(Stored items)
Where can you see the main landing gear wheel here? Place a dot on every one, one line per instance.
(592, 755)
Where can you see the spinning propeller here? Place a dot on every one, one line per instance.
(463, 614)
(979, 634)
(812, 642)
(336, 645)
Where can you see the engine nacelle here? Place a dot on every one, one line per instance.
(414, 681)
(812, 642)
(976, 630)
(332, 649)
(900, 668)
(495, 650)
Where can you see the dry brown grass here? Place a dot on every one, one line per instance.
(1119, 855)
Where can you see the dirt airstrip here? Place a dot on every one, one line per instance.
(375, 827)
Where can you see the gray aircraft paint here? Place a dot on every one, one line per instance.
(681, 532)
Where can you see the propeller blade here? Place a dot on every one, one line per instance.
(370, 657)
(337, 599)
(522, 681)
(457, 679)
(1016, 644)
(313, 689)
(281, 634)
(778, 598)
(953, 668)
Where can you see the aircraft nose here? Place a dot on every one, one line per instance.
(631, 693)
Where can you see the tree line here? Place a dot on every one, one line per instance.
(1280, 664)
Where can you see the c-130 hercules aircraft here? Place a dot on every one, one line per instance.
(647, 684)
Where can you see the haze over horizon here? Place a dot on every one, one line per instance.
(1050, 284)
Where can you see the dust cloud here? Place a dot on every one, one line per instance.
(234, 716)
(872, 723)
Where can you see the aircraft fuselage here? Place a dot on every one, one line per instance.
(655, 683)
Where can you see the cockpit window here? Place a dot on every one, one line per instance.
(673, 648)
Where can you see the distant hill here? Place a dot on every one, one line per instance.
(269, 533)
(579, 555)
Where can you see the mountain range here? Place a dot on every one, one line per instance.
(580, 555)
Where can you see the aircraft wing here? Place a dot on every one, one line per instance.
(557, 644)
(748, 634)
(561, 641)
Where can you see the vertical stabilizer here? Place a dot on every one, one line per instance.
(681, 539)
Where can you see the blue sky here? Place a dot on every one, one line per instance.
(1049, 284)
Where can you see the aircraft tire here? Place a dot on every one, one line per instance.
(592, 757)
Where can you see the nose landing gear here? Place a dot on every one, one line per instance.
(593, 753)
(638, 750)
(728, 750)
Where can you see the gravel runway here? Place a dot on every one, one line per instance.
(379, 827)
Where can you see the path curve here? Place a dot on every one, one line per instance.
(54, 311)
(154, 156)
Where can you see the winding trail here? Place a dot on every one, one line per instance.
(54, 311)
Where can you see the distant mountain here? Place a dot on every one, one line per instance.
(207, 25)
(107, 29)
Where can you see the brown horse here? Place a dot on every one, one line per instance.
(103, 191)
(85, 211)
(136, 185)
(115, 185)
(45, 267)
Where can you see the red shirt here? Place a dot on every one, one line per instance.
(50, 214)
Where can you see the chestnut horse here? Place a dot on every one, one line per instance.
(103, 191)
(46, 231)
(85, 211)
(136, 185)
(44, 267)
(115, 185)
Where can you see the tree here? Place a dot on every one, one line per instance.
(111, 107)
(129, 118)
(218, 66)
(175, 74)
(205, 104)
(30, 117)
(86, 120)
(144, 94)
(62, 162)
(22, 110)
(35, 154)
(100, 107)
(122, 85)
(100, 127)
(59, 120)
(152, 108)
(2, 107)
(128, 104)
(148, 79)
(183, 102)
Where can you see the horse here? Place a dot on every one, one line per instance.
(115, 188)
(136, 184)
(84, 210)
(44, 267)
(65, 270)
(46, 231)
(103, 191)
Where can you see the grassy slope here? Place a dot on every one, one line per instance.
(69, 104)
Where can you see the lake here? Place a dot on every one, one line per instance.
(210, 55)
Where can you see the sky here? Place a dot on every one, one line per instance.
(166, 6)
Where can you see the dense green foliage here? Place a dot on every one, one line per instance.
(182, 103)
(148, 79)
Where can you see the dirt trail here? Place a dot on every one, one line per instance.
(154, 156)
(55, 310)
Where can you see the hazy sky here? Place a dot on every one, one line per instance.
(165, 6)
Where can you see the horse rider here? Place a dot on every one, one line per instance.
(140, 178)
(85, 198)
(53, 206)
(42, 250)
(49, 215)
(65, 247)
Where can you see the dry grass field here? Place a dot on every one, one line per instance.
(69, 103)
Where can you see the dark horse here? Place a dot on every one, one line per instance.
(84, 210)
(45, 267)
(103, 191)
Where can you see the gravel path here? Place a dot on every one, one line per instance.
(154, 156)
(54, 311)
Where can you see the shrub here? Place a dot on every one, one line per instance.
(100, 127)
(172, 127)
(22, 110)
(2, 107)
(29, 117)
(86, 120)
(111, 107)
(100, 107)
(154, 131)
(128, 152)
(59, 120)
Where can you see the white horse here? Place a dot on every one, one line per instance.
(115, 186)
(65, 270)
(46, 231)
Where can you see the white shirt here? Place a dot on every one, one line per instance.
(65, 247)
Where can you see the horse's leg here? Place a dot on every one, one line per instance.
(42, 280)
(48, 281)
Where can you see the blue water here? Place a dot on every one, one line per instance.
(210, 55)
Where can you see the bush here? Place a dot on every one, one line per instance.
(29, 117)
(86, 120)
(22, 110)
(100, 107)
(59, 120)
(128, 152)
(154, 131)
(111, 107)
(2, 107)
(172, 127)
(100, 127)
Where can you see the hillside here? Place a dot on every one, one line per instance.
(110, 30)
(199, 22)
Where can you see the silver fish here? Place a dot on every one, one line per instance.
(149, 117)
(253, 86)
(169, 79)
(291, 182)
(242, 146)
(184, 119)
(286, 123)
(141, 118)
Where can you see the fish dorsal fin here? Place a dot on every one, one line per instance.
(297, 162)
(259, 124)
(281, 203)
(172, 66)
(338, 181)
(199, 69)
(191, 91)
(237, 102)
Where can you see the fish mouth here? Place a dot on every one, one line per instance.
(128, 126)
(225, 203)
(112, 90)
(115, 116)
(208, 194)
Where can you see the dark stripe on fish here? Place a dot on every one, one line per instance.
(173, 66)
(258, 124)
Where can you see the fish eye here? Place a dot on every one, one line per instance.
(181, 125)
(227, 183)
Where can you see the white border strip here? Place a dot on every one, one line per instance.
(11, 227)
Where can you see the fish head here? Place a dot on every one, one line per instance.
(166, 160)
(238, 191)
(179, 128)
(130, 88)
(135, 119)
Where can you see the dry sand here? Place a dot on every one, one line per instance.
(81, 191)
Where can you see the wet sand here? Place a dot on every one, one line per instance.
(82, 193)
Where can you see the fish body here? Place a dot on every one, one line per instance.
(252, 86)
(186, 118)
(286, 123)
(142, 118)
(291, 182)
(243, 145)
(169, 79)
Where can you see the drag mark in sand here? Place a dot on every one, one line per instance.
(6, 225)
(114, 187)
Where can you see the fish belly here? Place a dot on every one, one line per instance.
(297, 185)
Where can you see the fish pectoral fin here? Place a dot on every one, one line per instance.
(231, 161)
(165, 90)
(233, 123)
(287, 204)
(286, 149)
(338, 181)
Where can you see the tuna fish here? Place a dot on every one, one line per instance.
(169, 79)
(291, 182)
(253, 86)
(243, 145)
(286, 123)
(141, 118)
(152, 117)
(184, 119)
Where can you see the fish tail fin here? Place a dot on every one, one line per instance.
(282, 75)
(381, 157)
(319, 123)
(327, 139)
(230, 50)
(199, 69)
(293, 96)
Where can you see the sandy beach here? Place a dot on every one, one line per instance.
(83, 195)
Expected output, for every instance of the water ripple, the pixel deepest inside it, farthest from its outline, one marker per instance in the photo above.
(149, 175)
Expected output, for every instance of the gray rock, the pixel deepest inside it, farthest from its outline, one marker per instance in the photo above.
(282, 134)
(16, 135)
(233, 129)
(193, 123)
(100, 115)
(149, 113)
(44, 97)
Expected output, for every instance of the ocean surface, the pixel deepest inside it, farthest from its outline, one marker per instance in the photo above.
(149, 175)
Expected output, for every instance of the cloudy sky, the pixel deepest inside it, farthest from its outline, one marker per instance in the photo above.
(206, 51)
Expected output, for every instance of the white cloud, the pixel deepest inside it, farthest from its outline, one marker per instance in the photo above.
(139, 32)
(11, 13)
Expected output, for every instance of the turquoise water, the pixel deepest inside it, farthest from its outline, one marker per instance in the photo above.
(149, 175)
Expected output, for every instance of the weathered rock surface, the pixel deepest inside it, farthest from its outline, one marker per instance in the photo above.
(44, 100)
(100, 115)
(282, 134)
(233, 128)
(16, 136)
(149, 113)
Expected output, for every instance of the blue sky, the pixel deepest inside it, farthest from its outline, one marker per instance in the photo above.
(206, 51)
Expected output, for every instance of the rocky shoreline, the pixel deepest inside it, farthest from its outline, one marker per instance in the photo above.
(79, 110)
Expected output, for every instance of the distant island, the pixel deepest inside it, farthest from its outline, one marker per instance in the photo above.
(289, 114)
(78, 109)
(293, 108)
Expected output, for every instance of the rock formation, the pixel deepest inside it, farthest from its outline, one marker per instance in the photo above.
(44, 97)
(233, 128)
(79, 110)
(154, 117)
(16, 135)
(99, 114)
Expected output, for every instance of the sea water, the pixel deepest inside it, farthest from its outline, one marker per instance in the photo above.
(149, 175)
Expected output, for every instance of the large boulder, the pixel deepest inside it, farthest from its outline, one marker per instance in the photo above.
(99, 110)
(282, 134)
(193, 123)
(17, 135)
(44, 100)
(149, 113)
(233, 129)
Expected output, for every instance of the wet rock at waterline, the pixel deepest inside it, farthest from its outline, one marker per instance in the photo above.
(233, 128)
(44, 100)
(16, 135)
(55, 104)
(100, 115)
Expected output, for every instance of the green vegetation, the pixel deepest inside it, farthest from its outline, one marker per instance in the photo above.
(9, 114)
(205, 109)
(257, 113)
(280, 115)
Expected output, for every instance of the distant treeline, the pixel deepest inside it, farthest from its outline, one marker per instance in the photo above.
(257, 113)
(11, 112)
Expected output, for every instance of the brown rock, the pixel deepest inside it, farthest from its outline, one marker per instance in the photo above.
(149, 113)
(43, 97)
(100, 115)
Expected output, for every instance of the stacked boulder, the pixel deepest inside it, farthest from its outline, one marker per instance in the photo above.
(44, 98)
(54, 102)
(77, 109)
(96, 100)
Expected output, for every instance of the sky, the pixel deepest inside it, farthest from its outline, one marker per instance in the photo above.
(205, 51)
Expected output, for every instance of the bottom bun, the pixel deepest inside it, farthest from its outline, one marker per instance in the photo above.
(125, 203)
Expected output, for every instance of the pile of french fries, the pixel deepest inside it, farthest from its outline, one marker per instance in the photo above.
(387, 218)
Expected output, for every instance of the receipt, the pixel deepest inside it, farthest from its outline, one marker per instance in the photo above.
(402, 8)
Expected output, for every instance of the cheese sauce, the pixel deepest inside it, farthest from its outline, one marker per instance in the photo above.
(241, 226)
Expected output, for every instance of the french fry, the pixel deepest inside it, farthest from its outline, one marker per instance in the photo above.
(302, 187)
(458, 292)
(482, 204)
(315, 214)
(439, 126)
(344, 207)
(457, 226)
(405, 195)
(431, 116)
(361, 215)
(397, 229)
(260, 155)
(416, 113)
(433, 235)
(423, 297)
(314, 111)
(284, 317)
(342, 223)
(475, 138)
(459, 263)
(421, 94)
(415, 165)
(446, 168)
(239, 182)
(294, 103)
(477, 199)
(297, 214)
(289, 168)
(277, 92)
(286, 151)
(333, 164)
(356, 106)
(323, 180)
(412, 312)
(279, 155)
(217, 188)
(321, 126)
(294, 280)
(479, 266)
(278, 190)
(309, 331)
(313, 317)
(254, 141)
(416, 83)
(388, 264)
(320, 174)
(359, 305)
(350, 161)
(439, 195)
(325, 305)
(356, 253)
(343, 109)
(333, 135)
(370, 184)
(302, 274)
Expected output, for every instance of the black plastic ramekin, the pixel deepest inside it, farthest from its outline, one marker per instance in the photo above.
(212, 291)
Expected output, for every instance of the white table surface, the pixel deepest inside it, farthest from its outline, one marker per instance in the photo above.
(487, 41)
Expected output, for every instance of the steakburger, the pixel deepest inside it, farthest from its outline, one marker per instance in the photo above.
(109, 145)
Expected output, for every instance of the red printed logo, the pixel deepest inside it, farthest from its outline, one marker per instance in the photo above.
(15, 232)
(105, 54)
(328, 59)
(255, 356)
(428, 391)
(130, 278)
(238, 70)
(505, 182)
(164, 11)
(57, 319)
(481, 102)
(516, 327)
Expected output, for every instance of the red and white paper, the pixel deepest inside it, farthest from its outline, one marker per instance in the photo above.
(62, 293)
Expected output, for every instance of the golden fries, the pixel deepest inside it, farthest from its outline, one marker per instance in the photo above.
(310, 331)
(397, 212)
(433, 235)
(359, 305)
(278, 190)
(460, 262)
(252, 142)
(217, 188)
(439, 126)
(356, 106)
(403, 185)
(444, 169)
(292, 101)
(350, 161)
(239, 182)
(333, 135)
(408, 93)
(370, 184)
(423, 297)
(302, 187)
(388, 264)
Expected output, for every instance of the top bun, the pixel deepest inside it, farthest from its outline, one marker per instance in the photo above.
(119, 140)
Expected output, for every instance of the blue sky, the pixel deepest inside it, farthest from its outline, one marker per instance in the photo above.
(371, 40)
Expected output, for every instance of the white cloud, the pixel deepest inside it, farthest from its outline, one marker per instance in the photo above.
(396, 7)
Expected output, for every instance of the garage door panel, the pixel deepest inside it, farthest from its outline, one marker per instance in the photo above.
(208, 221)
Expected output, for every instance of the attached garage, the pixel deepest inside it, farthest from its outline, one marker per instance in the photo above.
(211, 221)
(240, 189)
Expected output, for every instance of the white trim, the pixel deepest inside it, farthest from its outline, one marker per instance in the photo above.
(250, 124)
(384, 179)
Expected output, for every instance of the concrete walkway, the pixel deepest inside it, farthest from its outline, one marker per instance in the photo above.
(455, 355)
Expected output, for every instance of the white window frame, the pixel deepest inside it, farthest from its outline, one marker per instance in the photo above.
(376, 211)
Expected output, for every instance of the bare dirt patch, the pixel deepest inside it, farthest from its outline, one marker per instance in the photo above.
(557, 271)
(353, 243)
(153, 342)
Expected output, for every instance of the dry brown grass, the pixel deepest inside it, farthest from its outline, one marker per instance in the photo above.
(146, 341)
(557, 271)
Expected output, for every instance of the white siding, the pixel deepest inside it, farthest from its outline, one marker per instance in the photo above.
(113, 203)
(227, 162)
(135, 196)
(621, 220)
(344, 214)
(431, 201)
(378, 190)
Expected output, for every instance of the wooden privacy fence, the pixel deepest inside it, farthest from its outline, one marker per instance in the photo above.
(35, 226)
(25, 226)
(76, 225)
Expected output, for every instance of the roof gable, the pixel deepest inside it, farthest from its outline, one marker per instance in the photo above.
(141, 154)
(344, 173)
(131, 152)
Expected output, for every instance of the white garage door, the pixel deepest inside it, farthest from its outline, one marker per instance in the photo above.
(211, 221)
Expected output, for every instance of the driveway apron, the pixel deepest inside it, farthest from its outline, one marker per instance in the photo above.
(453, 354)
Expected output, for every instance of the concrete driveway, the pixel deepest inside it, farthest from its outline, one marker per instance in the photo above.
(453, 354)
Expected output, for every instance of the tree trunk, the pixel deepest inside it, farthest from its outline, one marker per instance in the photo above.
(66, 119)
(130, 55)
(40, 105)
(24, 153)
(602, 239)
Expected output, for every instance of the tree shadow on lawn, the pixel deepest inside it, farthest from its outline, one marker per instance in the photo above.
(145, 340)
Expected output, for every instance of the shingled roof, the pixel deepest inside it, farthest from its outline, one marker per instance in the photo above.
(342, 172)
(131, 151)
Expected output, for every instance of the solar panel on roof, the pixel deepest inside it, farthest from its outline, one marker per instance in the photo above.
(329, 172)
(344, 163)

Instruction:
Write out only the final block of lines, starting at the line with "Expected output, for every instance of the roof" and running to the end of the material.

Result:
Expected output, for every instance of the roof gable, the pixel deepest inside it, farthest from its outline, one marker per instance in the photo above.
(141, 154)
(344, 173)
(131, 152)
Expected output, for every instance of the white garage door, the pixel deepest inside it, farthest from its outline, one marker per instance in the photo above.
(211, 221)
Expected output, for every instance of the driveway apron, the pixel deepest inside it, farthest from its outline, one marker per instance in the photo above.
(453, 354)
Expected output, for every instance of the concrete driveway, the pixel deepest inside it, farthest from its outline, one marker per instance in the photo above.
(453, 354)
Expected output, for every instance of the tree trunk, the pixel deepest inside it, farthest from its outline, one marker per instance in the photo above.
(66, 119)
(130, 55)
(40, 105)
(24, 153)
(602, 239)
Expected output, for every instance of the tree shadow on lawn, the pixel deepest inside it, farthest from its outline, one marker per instance in the photo above.
(145, 340)
Expected output, for every instance of the shingled roof, the pixel deepest inside it, farthest from its outline, one marker per instance in the photo above.
(342, 172)
(131, 151)
Expected output, for every instance of the solar panel on roof, the pixel deepest inside it, farthest from its outline, one marker per instance in the photo above.
(329, 172)
(344, 163)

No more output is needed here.